(Entries for labeling locations in images)
######

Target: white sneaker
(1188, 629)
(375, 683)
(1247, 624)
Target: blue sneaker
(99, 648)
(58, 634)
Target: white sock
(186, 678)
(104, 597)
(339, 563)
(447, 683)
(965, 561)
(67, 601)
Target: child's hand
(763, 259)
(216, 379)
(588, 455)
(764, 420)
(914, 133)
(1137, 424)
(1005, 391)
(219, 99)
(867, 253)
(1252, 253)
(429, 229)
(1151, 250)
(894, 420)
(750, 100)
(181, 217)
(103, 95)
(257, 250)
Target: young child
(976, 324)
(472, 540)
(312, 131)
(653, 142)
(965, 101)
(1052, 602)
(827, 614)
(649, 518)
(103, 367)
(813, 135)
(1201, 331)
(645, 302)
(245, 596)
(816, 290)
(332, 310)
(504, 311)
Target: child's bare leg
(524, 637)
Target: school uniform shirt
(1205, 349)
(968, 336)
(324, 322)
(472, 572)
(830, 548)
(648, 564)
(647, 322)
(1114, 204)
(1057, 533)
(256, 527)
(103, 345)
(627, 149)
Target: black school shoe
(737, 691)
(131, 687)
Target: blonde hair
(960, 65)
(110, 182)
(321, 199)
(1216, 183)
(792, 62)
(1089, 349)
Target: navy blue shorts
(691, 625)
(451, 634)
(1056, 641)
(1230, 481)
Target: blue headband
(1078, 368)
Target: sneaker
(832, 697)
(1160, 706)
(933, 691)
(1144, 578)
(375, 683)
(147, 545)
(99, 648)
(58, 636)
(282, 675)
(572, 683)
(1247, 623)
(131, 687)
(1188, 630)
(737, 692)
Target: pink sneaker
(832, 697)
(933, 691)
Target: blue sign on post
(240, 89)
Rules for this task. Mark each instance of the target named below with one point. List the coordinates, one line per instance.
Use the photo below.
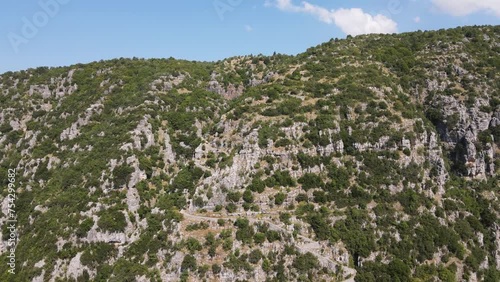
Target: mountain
(370, 158)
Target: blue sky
(65, 32)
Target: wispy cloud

######

◆ What the exercise asks
Turn every line above into a numbered list, skipping blank lines and leaving out the pictures.

◆ Exercise result
1. Target: white sneaker
2. (1188, 629)
3. (375, 683)
4. (1247, 624)
5. Target: blue sneaker
6. (99, 648)
7. (58, 634)
8. Target: white sock
9. (186, 678)
10. (104, 597)
11. (339, 563)
12. (447, 683)
13. (965, 561)
14. (67, 601)
15. Target: child's hand
16. (763, 259)
17. (216, 379)
18. (588, 455)
19. (764, 420)
20. (914, 133)
21. (1137, 424)
22. (1005, 391)
23. (219, 99)
24. (867, 253)
25. (1252, 253)
26. (429, 229)
27. (1151, 250)
28. (894, 420)
29. (750, 100)
30. (181, 217)
31. (103, 95)
32. (257, 250)
33. Target: young child
34. (976, 324)
35. (472, 540)
36. (312, 131)
37. (653, 142)
38. (965, 101)
39. (1052, 602)
40. (827, 614)
41. (649, 518)
42. (103, 367)
43. (813, 135)
44. (1201, 331)
45. (645, 302)
46. (245, 596)
47. (816, 290)
48. (332, 310)
49. (504, 311)
50. Target: child's bare leg
51. (524, 637)
52. Target: school uniform shirt
53. (1205, 349)
54. (968, 336)
55. (324, 322)
56. (472, 572)
57. (830, 548)
58. (648, 564)
59. (647, 322)
60. (1114, 204)
61. (1057, 533)
62. (256, 527)
63. (103, 345)
64. (627, 149)
65. Target: black school shoe
66. (737, 691)
67. (131, 687)
68. Target: blonde hair
69. (960, 65)
70. (110, 182)
71. (321, 199)
72. (1216, 183)
73. (792, 62)
74. (1089, 349)
75. Target: navy blue shorts
76. (691, 625)
77. (451, 634)
78. (1056, 641)
79. (1230, 481)
80. Target: blue headband
81. (1078, 368)
82. Target: sneaker
83. (832, 697)
84. (1160, 706)
85. (933, 691)
86. (1144, 578)
87. (375, 683)
88. (147, 545)
89. (99, 648)
90. (58, 636)
91. (282, 675)
92. (572, 683)
93. (1247, 623)
94. (131, 687)
95. (1188, 630)
96. (737, 692)
97. Target: pink sneaker
98. (832, 697)
99. (933, 691)
100. Target: blue sign on post
101. (240, 89)
102. Rules for this task. Mark each instance of the target named below with one point. List the coordinates, one line per instance.
103. Use the photo below.
104. Target: mountain
105. (370, 158)
106. Target: blue sky
107. (65, 32)
108. Target: wispy cloud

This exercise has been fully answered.